Take each line of the records below that contains the string "paved" and copy it.

==== Material for this exercise

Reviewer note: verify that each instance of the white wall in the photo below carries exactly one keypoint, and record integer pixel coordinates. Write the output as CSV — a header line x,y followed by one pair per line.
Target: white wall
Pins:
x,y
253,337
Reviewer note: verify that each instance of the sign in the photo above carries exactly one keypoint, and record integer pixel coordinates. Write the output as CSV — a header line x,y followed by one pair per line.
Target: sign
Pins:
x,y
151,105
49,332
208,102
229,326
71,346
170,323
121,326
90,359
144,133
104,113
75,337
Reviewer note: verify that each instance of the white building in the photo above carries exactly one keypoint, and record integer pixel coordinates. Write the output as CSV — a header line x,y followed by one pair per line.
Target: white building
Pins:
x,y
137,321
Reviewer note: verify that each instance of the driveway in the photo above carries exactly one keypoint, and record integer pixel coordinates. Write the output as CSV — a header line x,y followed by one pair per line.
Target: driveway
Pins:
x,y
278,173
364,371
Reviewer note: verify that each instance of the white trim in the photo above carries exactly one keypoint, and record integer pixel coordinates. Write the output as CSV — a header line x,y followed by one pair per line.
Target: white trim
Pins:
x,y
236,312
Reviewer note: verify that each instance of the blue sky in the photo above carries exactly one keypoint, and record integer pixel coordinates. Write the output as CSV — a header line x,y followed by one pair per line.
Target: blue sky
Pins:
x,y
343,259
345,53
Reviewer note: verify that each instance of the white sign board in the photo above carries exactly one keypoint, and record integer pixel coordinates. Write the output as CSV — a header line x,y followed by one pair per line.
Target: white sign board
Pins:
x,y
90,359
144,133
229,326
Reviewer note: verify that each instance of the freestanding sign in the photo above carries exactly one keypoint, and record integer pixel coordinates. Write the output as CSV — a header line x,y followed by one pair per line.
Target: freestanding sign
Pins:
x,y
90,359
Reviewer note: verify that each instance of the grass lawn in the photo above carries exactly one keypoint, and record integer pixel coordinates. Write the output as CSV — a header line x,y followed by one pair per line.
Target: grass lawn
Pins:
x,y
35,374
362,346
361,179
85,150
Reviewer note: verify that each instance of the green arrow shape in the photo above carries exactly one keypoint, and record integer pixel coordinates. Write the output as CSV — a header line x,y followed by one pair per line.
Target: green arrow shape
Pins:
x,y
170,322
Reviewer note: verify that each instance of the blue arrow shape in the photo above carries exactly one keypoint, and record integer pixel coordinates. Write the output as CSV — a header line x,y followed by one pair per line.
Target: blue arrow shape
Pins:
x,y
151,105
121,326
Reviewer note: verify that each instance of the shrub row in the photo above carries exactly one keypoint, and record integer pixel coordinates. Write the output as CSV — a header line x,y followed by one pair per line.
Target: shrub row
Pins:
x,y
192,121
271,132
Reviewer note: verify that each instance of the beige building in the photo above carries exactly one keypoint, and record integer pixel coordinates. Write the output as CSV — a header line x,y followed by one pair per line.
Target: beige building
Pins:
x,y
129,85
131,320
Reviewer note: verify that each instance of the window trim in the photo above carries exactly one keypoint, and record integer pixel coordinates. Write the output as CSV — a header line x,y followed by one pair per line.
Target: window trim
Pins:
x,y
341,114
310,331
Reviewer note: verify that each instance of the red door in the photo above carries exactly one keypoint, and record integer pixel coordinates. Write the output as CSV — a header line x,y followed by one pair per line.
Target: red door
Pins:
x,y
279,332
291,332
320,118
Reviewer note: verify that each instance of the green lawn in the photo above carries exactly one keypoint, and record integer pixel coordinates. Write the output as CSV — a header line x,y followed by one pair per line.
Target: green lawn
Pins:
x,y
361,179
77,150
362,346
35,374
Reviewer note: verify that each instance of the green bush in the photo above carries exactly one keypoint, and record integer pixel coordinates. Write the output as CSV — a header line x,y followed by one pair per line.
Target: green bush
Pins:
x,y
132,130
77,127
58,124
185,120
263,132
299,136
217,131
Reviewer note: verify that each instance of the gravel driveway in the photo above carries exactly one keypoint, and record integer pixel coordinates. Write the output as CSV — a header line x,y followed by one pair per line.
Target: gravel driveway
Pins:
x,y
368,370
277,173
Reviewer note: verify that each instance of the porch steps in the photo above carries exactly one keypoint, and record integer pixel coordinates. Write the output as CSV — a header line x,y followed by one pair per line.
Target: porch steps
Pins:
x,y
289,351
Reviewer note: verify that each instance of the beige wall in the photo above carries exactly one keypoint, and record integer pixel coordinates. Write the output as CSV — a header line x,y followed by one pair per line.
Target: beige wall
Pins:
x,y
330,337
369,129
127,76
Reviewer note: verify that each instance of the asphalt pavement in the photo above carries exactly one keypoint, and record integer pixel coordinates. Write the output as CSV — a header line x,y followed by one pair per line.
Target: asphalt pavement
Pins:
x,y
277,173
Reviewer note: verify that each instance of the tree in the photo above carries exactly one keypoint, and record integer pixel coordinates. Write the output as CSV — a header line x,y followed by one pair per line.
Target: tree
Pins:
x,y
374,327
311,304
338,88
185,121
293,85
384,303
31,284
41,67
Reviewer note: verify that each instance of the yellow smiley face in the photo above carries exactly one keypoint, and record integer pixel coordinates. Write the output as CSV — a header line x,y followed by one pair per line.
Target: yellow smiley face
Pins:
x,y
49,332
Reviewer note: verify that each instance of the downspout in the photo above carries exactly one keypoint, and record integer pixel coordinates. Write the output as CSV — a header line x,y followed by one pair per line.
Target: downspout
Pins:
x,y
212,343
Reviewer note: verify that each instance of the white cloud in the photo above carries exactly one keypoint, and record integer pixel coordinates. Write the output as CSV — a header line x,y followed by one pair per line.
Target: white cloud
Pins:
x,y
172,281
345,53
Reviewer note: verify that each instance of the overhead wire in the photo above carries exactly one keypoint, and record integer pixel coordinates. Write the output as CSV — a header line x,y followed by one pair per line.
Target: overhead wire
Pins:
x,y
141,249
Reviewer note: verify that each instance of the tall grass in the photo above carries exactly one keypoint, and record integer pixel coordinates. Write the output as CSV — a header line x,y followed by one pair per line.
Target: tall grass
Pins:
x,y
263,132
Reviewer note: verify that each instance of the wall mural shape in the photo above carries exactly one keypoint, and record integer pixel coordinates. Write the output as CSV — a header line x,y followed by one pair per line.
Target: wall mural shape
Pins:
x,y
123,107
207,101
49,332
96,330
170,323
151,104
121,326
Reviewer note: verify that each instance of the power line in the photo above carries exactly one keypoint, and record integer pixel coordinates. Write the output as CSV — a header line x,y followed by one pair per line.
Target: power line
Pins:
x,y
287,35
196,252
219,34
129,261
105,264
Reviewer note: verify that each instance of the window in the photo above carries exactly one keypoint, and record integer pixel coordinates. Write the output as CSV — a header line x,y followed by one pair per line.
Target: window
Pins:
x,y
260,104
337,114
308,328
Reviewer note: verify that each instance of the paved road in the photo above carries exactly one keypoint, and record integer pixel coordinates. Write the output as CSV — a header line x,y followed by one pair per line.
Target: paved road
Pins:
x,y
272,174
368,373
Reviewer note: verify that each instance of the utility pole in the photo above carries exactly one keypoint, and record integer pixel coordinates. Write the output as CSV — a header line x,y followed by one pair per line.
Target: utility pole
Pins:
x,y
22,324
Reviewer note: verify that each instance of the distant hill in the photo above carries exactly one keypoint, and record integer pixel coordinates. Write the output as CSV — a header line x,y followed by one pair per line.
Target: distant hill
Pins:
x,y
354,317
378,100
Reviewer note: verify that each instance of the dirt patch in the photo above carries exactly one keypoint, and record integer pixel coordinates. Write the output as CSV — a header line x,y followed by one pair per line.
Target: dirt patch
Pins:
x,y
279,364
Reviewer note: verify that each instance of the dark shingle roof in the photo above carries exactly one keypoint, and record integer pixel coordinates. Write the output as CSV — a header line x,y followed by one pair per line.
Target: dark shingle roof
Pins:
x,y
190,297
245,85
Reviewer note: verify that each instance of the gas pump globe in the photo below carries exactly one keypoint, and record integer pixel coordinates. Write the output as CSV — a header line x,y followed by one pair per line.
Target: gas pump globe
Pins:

========
==== Material for this exercise

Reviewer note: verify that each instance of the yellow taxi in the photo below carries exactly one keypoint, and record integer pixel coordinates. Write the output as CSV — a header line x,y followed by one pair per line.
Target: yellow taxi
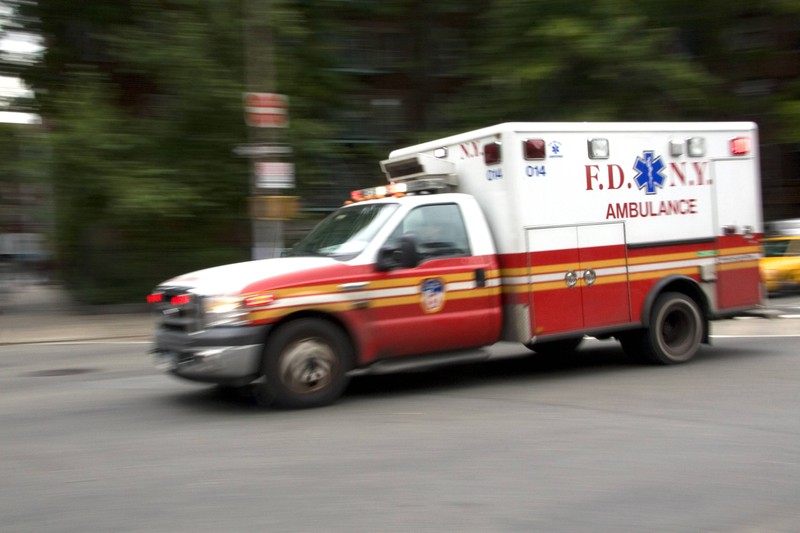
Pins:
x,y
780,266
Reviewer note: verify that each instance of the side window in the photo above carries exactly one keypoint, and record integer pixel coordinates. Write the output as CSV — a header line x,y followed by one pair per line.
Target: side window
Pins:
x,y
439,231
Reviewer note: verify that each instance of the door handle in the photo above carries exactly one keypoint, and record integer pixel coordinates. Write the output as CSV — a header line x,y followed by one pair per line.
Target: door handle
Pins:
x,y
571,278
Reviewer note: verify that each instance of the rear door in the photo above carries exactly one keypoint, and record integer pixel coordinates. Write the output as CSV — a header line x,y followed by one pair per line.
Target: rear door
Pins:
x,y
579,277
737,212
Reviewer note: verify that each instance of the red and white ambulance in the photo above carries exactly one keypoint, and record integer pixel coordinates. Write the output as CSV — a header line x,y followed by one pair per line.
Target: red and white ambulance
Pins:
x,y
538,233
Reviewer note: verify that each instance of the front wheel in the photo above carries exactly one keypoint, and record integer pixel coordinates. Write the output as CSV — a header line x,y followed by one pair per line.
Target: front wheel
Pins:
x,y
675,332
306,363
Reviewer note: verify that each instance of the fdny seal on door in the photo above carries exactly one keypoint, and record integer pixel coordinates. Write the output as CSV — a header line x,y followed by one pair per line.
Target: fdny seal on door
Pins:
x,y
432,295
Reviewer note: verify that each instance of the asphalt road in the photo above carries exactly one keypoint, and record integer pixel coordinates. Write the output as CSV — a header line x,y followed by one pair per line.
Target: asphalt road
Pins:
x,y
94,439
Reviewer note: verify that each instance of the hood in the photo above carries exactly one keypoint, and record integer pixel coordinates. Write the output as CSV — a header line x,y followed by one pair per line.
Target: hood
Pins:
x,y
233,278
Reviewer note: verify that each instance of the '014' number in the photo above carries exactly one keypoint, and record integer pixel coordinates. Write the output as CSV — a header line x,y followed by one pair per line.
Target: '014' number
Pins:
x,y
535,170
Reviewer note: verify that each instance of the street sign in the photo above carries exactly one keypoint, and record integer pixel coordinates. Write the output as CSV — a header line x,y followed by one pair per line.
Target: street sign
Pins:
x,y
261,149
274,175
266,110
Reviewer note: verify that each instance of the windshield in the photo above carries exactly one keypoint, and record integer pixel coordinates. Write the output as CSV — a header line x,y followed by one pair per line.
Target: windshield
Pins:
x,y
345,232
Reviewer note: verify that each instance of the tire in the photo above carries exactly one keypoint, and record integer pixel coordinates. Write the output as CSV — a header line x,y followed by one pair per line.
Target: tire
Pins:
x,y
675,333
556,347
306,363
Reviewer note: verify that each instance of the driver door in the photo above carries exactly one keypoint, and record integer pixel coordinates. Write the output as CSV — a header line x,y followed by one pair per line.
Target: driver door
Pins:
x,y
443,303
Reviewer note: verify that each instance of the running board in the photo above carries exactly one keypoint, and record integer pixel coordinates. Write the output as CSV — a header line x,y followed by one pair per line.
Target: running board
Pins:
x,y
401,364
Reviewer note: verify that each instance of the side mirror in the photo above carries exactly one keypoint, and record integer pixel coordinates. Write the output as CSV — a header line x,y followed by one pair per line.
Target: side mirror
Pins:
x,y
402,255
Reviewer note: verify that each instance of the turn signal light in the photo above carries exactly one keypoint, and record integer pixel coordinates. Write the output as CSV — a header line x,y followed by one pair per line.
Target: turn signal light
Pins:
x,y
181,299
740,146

========

Your solution:
Reviewer note: verify that each instance of the paved road in the photo above carries exactly one keypoint, and record integer pixel coordinates. Write the output as CSV — a header line x,y followed by one pair per line.
Target: paved road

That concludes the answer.